I started a thread headed *i don't know what i'm doing wrong* however I lied about who i was. I'm truly sorry. The thread was posted by me (Denese), but from my husbands perspective. Everything I wrote in that thread is absolutely true as to his attitude towards me. Truth be known, i hadnt even reached the tip of the iceburg. The things i put in that thread led people to believe I was a troll. I'm seriously not (well, i suppose i was in way, as i wrote as another person and not me), but if I put EVERYTHING down that happens between these four walls, there is no way anyone would believe it
I didn't want to post from my point of view as I know what people will say - GET THE FCK OUT! What i wanted to achieve was to post a thread from *his* point of view and then get him to read what people (who i don't know and have no reason to protect me) have to say!
Sadly, he's not interested. He doesn't even care that i felt forced onto a forum and do this. I'm at a loss now. He will only ever agree with those agree with him - everyone else is wrong.

*WRITTEN TASK*. Please transcribe the forum post word for word, from "Sadly, he's not" to "else is wrong.".

*GIVEN ENTRIES*.
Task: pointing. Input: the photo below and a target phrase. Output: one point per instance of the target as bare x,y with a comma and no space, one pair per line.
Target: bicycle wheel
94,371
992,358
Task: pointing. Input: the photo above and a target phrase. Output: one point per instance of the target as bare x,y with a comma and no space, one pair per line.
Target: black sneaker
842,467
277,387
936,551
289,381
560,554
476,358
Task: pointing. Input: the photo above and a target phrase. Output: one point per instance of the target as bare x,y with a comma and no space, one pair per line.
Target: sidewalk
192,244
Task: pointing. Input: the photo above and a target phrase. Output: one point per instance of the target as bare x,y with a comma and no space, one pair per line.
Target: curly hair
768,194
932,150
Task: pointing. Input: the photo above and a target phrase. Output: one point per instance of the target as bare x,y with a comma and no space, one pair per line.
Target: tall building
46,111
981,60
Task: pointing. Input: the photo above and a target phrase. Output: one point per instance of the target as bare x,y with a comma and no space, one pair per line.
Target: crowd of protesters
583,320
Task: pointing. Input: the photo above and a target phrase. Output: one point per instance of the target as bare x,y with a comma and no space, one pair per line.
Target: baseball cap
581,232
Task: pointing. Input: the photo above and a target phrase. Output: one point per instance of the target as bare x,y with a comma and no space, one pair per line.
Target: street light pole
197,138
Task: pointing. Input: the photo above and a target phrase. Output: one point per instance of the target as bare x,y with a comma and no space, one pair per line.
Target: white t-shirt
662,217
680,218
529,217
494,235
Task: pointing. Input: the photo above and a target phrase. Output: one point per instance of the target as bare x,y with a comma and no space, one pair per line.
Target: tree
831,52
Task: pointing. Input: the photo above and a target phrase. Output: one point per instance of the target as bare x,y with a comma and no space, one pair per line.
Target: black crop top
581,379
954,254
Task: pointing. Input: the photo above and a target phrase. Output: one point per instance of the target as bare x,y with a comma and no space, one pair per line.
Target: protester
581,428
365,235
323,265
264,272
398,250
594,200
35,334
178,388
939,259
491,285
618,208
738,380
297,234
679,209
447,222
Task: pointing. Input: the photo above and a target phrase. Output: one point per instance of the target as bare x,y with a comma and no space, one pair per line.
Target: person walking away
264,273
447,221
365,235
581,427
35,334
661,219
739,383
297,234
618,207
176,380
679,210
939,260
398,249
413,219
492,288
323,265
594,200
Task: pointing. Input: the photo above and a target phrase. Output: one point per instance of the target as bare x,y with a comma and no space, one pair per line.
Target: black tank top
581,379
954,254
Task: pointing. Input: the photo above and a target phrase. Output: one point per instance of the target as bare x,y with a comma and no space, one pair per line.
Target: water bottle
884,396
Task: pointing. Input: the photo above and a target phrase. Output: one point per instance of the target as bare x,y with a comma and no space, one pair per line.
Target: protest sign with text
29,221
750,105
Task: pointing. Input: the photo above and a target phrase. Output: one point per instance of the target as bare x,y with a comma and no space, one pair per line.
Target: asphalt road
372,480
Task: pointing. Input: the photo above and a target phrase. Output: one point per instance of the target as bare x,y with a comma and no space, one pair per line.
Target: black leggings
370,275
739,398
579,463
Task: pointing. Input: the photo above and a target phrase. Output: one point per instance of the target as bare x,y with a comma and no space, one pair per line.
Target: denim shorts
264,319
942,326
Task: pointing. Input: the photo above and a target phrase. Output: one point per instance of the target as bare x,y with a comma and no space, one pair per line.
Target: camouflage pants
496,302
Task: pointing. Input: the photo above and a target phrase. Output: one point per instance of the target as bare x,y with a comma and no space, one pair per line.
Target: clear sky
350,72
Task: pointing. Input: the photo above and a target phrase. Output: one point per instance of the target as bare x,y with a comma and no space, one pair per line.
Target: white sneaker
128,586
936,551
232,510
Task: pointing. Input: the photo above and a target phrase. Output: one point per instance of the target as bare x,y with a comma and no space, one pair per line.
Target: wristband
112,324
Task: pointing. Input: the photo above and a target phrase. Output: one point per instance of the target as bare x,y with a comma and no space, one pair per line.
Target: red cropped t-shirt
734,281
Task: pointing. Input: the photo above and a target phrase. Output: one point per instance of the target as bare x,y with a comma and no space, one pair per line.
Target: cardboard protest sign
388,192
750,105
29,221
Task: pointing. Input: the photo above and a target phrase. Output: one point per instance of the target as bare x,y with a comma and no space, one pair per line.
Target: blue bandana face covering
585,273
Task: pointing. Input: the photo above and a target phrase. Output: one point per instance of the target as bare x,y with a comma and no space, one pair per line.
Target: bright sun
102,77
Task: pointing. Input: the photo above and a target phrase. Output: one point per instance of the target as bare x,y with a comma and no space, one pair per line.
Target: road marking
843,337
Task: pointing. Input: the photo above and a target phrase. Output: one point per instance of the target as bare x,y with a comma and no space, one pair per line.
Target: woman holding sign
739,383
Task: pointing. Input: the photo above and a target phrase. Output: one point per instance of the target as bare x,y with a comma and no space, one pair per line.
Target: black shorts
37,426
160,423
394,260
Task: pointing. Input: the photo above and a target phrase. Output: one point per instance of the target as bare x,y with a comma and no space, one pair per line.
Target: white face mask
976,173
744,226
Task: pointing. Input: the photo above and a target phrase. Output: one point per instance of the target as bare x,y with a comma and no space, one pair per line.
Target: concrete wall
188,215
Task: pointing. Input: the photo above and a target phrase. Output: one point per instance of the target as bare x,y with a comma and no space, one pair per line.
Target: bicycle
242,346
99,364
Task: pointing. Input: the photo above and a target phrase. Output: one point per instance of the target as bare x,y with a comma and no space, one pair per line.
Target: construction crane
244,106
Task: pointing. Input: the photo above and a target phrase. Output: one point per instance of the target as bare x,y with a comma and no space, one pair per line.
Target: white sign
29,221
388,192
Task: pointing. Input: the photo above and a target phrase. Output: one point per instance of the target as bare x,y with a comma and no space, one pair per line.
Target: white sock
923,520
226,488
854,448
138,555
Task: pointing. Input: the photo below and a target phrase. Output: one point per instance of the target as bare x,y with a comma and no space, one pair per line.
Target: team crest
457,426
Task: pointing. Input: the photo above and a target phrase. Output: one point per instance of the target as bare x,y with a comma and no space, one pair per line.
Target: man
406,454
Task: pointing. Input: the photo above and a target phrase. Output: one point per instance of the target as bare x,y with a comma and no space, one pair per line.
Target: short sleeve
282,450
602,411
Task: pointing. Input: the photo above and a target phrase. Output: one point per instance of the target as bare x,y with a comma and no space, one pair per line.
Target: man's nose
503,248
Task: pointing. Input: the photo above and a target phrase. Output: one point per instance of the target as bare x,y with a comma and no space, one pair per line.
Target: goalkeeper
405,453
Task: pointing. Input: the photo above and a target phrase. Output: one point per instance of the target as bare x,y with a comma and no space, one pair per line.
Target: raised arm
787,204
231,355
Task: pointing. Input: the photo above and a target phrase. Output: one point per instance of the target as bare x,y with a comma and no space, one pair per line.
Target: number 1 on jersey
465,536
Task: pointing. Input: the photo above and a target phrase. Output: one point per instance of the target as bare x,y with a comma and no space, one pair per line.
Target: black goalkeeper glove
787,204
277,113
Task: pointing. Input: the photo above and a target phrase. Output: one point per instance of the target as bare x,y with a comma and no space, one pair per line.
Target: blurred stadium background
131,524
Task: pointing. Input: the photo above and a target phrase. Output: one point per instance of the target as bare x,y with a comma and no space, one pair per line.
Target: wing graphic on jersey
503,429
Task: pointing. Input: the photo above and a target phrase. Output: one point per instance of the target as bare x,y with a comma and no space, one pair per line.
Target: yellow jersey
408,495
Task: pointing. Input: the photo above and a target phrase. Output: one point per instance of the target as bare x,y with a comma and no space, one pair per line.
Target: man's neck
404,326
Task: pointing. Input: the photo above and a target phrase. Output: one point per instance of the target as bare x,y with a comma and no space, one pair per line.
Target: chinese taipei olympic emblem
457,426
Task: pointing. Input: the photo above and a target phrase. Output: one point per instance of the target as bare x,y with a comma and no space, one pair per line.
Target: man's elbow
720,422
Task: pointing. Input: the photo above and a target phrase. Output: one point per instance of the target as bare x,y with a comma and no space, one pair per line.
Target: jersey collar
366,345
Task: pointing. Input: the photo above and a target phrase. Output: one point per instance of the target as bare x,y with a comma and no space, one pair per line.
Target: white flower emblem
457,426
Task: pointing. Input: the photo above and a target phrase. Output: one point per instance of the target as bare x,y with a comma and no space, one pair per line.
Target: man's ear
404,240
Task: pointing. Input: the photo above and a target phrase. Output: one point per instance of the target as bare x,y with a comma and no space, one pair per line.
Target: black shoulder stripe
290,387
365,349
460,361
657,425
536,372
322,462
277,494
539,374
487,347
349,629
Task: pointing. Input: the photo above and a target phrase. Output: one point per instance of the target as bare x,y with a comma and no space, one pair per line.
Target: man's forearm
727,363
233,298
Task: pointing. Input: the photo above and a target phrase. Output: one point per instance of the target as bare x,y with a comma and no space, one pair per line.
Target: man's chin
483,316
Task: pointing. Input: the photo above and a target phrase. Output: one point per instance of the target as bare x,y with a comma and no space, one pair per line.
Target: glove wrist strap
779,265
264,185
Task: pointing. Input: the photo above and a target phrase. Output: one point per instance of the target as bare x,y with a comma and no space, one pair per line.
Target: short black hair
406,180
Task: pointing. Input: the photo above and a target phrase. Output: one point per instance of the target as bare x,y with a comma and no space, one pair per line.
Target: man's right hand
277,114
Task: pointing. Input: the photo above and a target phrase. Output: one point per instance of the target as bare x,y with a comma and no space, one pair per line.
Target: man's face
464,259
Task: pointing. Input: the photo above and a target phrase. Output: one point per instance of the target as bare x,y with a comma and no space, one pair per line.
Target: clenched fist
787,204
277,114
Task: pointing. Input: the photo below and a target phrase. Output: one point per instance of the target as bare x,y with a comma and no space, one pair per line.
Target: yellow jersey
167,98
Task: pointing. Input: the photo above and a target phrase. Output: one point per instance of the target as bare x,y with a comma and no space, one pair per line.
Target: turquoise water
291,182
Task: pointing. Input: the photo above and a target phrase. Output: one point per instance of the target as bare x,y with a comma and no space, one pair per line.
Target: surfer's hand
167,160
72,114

*WRITTEN RESPONSE*.
Sadly, he's not interested. He doesn't even care that i felt forced onto a forum and do this. I'm at a loss now. He will only ever agree with those agree with him - everyone else is wrong.